Problem description:
Gather every line of the records below that contains the word "beige", and copy each of those lines.

Material provided:
○ ○ ○ ○ ○

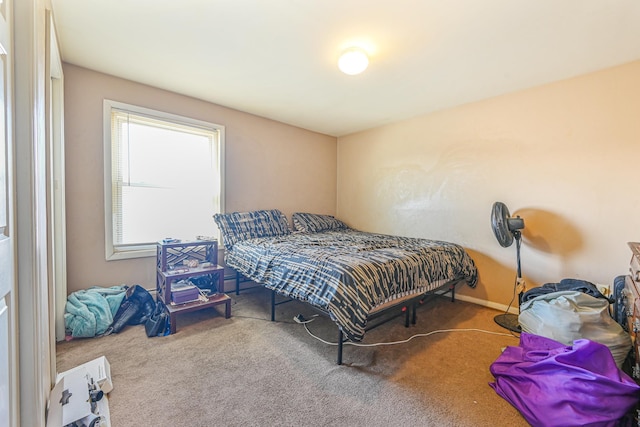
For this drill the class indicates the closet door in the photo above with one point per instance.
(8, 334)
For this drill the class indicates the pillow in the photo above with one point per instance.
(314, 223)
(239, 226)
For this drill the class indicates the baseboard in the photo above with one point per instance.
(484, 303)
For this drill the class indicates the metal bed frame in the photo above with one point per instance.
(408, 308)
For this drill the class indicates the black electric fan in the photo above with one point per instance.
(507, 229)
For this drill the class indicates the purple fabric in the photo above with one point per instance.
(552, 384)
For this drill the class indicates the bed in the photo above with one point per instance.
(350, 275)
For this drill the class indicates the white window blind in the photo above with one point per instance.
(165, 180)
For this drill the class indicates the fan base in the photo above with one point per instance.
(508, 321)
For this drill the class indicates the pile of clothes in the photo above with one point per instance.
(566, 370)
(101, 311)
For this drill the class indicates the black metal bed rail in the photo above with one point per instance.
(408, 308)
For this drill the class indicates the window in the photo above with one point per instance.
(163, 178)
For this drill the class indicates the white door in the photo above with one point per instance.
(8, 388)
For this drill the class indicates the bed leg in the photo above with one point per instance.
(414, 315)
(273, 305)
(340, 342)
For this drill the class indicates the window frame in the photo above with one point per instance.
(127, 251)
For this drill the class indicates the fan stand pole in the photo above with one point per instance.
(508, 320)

○ ○ ○ ○ ○

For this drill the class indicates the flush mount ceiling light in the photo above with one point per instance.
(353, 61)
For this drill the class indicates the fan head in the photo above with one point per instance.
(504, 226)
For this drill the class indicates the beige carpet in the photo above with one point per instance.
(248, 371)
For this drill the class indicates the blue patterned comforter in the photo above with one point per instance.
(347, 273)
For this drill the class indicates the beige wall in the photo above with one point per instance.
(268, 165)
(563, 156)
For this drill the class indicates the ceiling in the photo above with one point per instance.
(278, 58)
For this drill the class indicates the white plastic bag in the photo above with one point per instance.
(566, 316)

○ ○ ○ ○ ○

Task response:
For this drill the class indicates the beige carpet in the photo above with one point per instance.
For this drill the class indicates the beige wall in the photo above with one point per instance.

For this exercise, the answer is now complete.